Two statements of summary:

What he witnessed in Chicago drove him to demand a "new industrial ethics" and a new extension of the reach of the state into the regulation of wages, hours, and conditions as well as a new logical application of the American idea to include workers as real equals in decision making of all kinds.

And

"The voice of command is never heard among the spirits of the just."  Channing helped Salter point out that the business class needed justification by faith, to be converted to a democratic way of thinking and therefore acting.  This could happen only through the bubbling up of social morality from below until the government above reflected the impartial ideal of American democracy, guaranteeing a positive liberty of universal moral agency.  The liberal politics of moral suasion that had been exercised against drink and slavery now targeted the industrial elite as the body in need of reform.  The historical impact of Salter's efforts cannot be measured, but both the continuity of those efforts with the project of the American Reformation and the novelty of his case for the modern liberal state demonstrate how the liberal Christianity that fostered a culture of lived virtue grew into a religion of democracy that made liberty and equality into practical ideas.

Required work.
(1) Count the lines in the entries below that contain the string "plaid", treating uppercase and lowercase as distinct, and give only the number.
(2) Continue the passage on Salter and the religion of democracy, starting after its final sentence.

(Region labeling records)
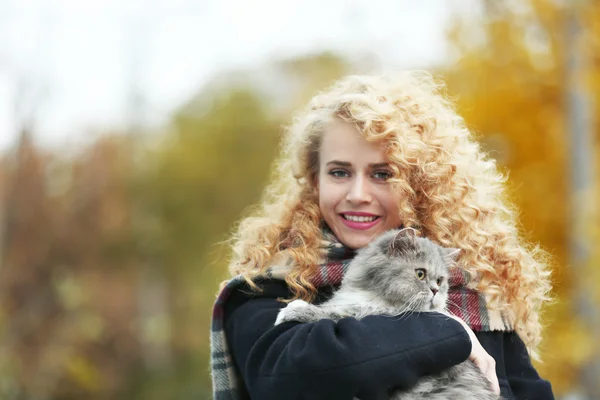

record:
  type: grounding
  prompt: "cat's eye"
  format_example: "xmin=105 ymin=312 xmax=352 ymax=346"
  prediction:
xmin=415 ymin=268 xmax=427 ymax=281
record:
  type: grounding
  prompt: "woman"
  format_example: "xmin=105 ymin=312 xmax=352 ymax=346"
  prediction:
xmin=212 ymin=72 xmax=553 ymax=400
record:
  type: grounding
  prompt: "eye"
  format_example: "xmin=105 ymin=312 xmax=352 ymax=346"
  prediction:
xmin=415 ymin=268 xmax=427 ymax=281
xmin=329 ymin=169 xmax=350 ymax=178
xmin=373 ymin=170 xmax=393 ymax=181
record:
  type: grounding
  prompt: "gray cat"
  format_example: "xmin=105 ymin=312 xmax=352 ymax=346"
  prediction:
xmin=275 ymin=228 xmax=501 ymax=400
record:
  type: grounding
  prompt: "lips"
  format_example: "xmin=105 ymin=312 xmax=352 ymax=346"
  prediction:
xmin=340 ymin=211 xmax=381 ymax=231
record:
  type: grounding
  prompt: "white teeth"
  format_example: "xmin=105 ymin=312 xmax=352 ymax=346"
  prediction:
xmin=344 ymin=214 xmax=377 ymax=222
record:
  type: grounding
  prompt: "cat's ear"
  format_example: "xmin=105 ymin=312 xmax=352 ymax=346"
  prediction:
xmin=444 ymin=247 xmax=462 ymax=263
xmin=389 ymin=228 xmax=417 ymax=255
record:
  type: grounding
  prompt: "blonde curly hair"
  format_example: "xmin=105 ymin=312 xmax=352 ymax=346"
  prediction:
xmin=230 ymin=71 xmax=550 ymax=357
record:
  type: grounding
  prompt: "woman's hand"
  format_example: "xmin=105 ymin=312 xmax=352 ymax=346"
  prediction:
xmin=450 ymin=315 xmax=500 ymax=395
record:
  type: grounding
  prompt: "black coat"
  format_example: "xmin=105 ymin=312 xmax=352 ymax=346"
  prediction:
xmin=225 ymin=281 xmax=554 ymax=400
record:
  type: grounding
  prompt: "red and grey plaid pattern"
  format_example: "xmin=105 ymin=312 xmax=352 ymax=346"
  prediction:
xmin=211 ymin=233 xmax=513 ymax=400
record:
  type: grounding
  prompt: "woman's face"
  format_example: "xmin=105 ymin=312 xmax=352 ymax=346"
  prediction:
xmin=317 ymin=121 xmax=402 ymax=249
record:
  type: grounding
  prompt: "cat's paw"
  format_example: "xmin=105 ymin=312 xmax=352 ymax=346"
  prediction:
xmin=275 ymin=300 xmax=310 ymax=326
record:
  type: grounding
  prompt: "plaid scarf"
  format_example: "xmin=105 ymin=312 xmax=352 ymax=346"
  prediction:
xmin=210 ymin=230 xmax=513 ymax=400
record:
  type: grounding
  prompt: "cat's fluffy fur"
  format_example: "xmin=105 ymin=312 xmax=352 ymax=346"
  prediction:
xmin=275 ymin=229 xmax=501 ymax=400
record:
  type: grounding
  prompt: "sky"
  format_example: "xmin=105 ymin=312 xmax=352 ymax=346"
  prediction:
xmin=0 ymin=0 xmax=476 ymax=151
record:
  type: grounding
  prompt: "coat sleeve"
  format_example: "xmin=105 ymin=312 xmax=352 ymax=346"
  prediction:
xmin=504 ymin=332 xmax=554 ymax=400
xmin=225 ymin=282 xmax=471 ymax=400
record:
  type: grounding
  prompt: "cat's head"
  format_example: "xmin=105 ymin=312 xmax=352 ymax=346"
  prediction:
xmin=344 ymin=228 xmax=460 ymax=311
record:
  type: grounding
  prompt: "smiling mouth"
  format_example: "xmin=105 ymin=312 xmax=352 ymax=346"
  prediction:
xmin=341 ymin=214 xmax=379 ymax=222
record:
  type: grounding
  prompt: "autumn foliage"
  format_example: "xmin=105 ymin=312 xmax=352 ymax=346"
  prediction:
xmin=0 ymin=0 xmax=600 ymax=400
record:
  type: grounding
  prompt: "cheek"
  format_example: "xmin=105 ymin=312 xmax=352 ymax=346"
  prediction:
xmin=379 ymin=189 xmax=400 ymax=220
xmin=319 ymin=184 xmax=340 ymax=211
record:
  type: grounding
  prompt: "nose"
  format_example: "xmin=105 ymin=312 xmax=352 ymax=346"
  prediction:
xmin=346 ymin=175 xmax=371 ymax=203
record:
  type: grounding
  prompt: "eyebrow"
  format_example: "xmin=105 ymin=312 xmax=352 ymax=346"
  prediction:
xmin=325 ymin=160 xmax=390 ymax=168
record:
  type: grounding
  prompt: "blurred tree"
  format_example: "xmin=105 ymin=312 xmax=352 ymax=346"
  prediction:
xmin=0 ymin=53 xmax=350 ymax=400
xmin=444 ymin=0 xmax=600 ymax=394
xmin=124 ymin=53 xmax=349 ymax=399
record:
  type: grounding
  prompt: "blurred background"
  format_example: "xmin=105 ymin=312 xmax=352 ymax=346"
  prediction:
xmin=0 ymin=0 xmax=600 ymax=400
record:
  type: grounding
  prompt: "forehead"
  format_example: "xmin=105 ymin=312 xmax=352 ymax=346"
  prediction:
xmin=319 ymin=121 xmax=387 ymax=165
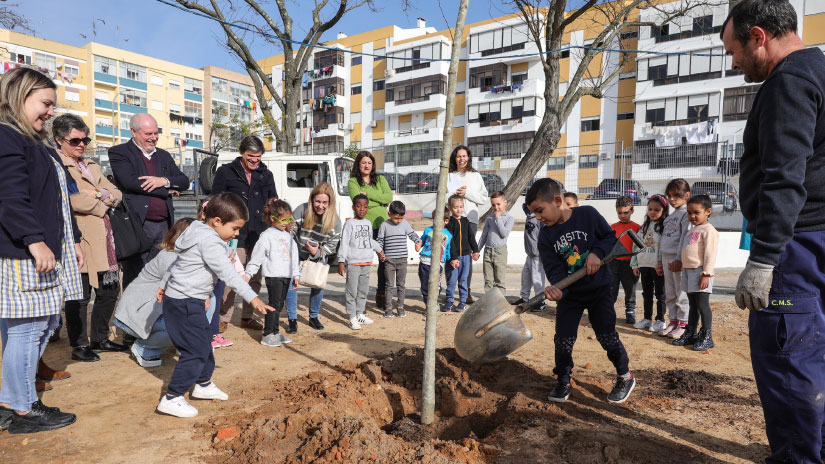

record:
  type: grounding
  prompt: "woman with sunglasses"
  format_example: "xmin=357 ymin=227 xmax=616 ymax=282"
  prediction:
xmin=52 ymin=114 xmax=126 ymax=362
xmin=0 ymin=68 xmax=84 ymax=434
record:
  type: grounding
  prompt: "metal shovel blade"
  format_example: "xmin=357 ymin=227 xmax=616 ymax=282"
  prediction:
xmin=455 ymin=288 xmax=533 ymax=362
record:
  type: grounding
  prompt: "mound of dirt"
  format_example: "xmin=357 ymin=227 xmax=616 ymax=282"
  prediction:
xmin=201 ymin=349 xmax=756 ymax=464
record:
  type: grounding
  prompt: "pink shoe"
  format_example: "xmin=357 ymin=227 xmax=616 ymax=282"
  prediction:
xmin=659 ymin=320 xmax=679 ymax=337
xmin=212 ymin=334 xmax=232 ymax=348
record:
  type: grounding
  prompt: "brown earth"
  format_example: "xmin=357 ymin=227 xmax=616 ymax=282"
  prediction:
xmin=0 ymin=268 xmax=768 ymax=464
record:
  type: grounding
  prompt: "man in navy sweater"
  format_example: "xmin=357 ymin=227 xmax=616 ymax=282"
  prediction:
xmin=109 ymin=113 xmax=189 ymax=288
xmin=721 ymin=0 xmax=825 ymax=463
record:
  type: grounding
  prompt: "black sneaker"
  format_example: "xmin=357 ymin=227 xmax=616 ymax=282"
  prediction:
xmin=547 ymin=383 xmax=570 ymax=403
xmin=607 ymin=374 xmax=636 ymax=403
xmin=309 ymin=317 xmax=324 ymax=330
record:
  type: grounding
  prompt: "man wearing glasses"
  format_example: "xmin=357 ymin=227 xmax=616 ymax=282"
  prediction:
xmin=211 ymin=135 xmax=278 ymax=332
xmin=109 ymin=113 xmax=189 ymax=288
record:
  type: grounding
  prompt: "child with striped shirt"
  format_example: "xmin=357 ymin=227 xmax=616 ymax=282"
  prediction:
xmin=378 ymin=201 xmax=422 ymax=317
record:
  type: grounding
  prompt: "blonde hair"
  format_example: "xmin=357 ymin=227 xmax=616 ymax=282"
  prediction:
xmin=0 ymin=67 xmax=57 ymax=140
xmin=302 ymin=182 xmax=338 ymax=234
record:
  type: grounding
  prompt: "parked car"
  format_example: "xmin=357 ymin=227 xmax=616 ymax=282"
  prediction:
xmin=593 ymin=179 xmax=647 ymax=205
xmin=398 ymin=172 xmax=438 ymax=193
xmin=481 ymin=172 xmax=505 ymax=193
xmin=690 ymin=181 xmax=738 ymax=213
xmin=521 ymin=177 xmax=567 ymax=196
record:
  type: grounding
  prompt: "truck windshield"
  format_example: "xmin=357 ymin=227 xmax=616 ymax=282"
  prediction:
xmin=335 ymin=158 xmax=353 ymax=196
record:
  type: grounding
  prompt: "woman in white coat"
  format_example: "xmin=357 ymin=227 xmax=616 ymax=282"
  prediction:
xmin=447 ymin=145 xmax=490 ymax=304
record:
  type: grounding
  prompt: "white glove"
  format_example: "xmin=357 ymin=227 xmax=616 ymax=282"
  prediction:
xmin=736 ymin=260 xmax=773 ymax=311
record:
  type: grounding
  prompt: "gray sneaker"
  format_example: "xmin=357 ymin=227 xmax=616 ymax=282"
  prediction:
xmin=261 ymin=334 xmax=281 ymax=347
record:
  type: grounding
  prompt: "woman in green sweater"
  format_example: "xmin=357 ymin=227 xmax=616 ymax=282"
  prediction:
xmin=348 ymin=151 xmax=392 ymax=310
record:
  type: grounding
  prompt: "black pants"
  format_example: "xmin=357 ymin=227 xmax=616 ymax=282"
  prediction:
xmin=639 ymin=267 xmax=665 ymax=322
xmin=610 ymin=259 xmax=639 ymax=314
xmin=553 ymin=288 xmax=629 ymax=383
xmin=120 ymin=220 xmax=169 ymax=288
xmin=163 ymin=296 xmax=215 ymax=396
xmin=66 ymin=272 xmax=120 ymax=347
xmin=688 ymin=292 xmax=713 ymax=330
xmin=264 ymin=277 xmax=292 ymax=336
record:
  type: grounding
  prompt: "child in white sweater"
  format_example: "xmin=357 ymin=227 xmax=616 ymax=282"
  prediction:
xmin=246 ymin=198 xmax=300 ymax=347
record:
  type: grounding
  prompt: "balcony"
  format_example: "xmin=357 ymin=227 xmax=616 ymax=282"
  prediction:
xmin=95 ymin=98 xmax=117 ymax=112
xmin=384 ymin=93 xmax=447 ymax=116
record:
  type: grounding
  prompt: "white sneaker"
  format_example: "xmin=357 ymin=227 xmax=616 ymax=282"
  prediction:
xmin=157 ymin=395 xmax=198 ymax=417
xmin=633 ymin=319 xmax=651 ymax=329
xmin=650 ymin=321 xmax=667 ymax=333
xmin=189 ymin=382 xmax=229 ymax=401
xmin=132 ymin=343 xmax=163 ymax=367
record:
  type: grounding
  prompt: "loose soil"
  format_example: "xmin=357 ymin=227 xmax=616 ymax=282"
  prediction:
xmin=0 ymin=269 xmax=768 ymax=464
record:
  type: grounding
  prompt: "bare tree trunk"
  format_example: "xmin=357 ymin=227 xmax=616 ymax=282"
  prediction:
xmin=421 ymin=0 xmax=470 ymax=425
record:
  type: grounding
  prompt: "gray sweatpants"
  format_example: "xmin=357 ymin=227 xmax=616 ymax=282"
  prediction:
xmin=519 ymin=255 xmax=545 ymax=300
xmin=483 ymin=245 xmax=507 ymax=294
xmin=662 ymin=255 xmax=690 ymax=323
xmin=346 ymin=264 xmax=371 ymax=319
xmin=384 ymin=258 xmax=407 ymax=311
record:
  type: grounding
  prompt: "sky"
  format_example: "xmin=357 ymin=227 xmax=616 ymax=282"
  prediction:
xmin=9 ymin=0 xmax=512 ymax=72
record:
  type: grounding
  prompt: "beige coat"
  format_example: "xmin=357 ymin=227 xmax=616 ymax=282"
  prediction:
xmin=60 ymin=153 xmax=123 ymax=288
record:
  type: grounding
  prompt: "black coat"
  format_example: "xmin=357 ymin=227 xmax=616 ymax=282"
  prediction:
xmin=211 ymin=156 xmax=278 ymax=249
xmin=0 ymin=125 xmax=80 ymax=260
xmin=109 ymin=139 xmax=189 ymax=227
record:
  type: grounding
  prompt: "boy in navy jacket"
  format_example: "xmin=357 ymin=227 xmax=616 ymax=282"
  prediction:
xmin=525 ymin=178 xmax=636 ymax=403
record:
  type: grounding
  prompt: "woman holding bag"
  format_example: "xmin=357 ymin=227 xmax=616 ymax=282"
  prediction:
xmin=286 ymin=182 xmax=341 ymax=333
xmin=52 ymin=114 xmax=127 ymax=362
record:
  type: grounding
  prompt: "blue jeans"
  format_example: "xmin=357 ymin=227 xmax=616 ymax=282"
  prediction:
xmin=0 ymin=316 xmax=51 ymax=412
xmin=444 ymin=255 xmax=473 ymax=306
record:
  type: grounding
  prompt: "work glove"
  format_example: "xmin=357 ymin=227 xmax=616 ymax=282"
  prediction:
xmin=736 ymin=260 xmax=773 ymax=311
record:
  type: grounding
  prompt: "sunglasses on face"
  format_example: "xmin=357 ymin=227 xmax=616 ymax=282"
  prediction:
xmin=63 ymin=137 xmax=92 ymax=147
xmin=272 ymin=214 xmax=295 ymax=224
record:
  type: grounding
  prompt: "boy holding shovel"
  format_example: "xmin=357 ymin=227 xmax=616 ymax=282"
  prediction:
xmin=525 ymin=178 xmax=636 ymax=403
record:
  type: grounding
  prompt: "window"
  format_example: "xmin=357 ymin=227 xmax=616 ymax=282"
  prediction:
xmin=469 ymin=24 xmax=530 ymax=56
xmin=95 ymin=56 xmax=117 ymax=76
xmin=547 ymin=156 xmax=564 ymax=171
xmin=34 ymin=52 xmax=57 ymax=72
xmin=120 ymin=89 xmax=147 ymax=108
xmin=722 ymin=85 xmax=759 ymax=121
xmin=582 ymin=118 xmax=601 ymax=132
xmin=120 ymin=61 xmax=146 ymax=82
xmin=579 ymin=155 xmax=599 ymax=169
xmin=183 ymin=77 xmax=203 ymax=95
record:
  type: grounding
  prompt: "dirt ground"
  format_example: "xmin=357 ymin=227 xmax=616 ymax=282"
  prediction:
xmin=0 ymin=267 xmax=768 ymax=464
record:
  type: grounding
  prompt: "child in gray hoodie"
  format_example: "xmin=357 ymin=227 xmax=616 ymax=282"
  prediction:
xmin=157 ymin=193 xmax=274 ymax=417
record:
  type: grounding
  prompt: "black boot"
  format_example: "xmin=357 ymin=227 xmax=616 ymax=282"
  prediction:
xmin=693 ymin=327 xmax=715 ymax=351
xmin=673 ymin=325 xmax=699 ymax=346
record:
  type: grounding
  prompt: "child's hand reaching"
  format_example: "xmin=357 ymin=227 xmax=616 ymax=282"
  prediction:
xmin=544 ymin=285 xmax=564 ymax=301
xmin=249 ymin=297 xmax=275 ymax=314
xmin=584 ymin=253 xmax=602 ymax=275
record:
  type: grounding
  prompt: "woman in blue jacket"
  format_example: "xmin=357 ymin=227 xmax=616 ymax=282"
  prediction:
xmin=0 ymin=68 xmax=83 ymax=433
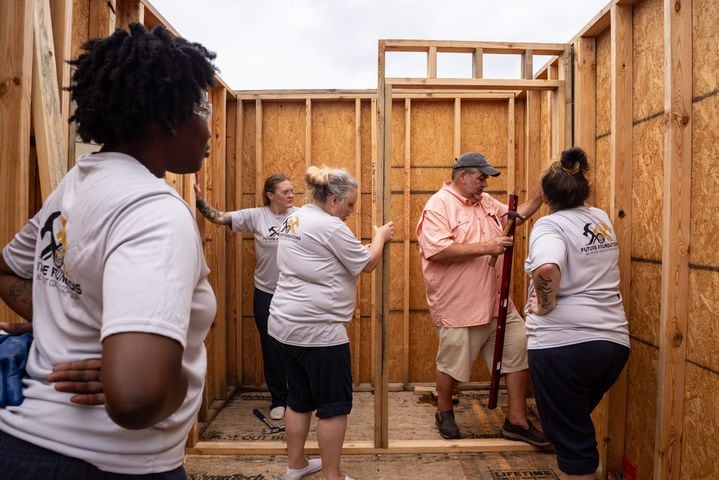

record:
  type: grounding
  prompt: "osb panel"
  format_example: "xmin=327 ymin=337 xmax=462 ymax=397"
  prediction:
xmin=70 ymin=0 xmax=90 ymax=58
xmin=391 ymin=165 xmax=452 ymax=192
xmin=689 ymin=95 xmax=719 ymax=266
xmin=590 ymin=135 xmax=612 ymax=212
xmin=262 ymin=101 xmax=305 ymax=188
xmin=459 ymin=100 xmax=509 ymax=167
xmin=390 ymin=100 xmax=408 ymax=167
xmin=632 ymin=0 xmax=664 ymax=120
xmin=632 ymin=117 xmax=664 ymax=259
xmin=409 ymin=312 xmax=437 ymax=382
xmin=242 ymin=101 xmax=257 ymax=193
xmin=355 ymin=100 xmax=374 ymax=192
xmin=312 ymin=101 xmax=355 ymax=173
xmin=242 ymin=315 xmax=265 ymax=385
xmin=687 ymin=269 xmax=719 ymax=372
xmin=624 ymin=340 xmax=659 ymax=480
xmin=596 ymin=29 xmax=612 ymax=135
xmin=681 ymin=364 xmax=719 ymax=480
xmin=385 ymin=240 xmax=404 ymax=310
xmin=242 ymin=236 xmax=255 ymax=315
xmin=692 ymin=0 xmax=719 ymax=96
xmin=387 ymin=310 xmax=414 ymax=382
xmin=624 ymin=262 xmax=662 ymax=345
xmin=414 ymin=100 xmax=454 ymax=167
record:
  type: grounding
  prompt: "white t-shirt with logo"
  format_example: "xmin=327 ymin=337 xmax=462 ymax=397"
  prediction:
xmin=230 ymin=206 xmax=297 ymax=293
xmin=267 ymin=204 xmax=370 ymax=347
xmin=524 ymin=207 xmax=629 ymax=350
xmin=0 ymin=152 xmax=216 ymax=474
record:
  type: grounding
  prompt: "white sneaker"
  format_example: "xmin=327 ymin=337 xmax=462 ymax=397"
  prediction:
xmin=286 ymin=458 xmax=322 ymax=480
xmin=270 ymin=407 xmax=285 ymax=420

Answers for the tasks.
(1) 2

(2)
Salter had grown up in the Congregational Church in Burlington, Iowa (which means that he had to have known the founding pastor of my congregation) but eventually left Christianity and was a leader in the Ethical Culture movement, a secular sort of church.  He played a role in the founding of the NAACP and his philosophical work was read by and influenced Gandhi.

One of the joys of Kittelstrom's book is that for each generation she points out who they were reading (an earlier post discussed the influence of the English Romantic poets).  By Salter's time the canon was quite diverse.  Unlike most American Protestants before him, he read and was influenced by Catholic thinkers, like Cardinal Newman.  And he was the first major American scholar of Nietzsche.  His reading of Nietzsche led him to abandon the optimism that had permeated American liberalism.  She summarizes:

In pace of the search for some eternal verity as an ultimate end that could be the basis of universal harmony, the study of Nietzsche led him to think that "in fact there might be end beyond end, the work of organization never being perfect, the completely ordered world remaining forever an ideal.  In that case struggle and competition would ever and anon arise afresh.

Salter believed that government should "strive to give opportunity . . . for every life to become a positive blessing, both to itself and others."  He was worried that industrialization was leading America toward a plutocracy that would destroy our democracy (a worry that doesn't seem to go away).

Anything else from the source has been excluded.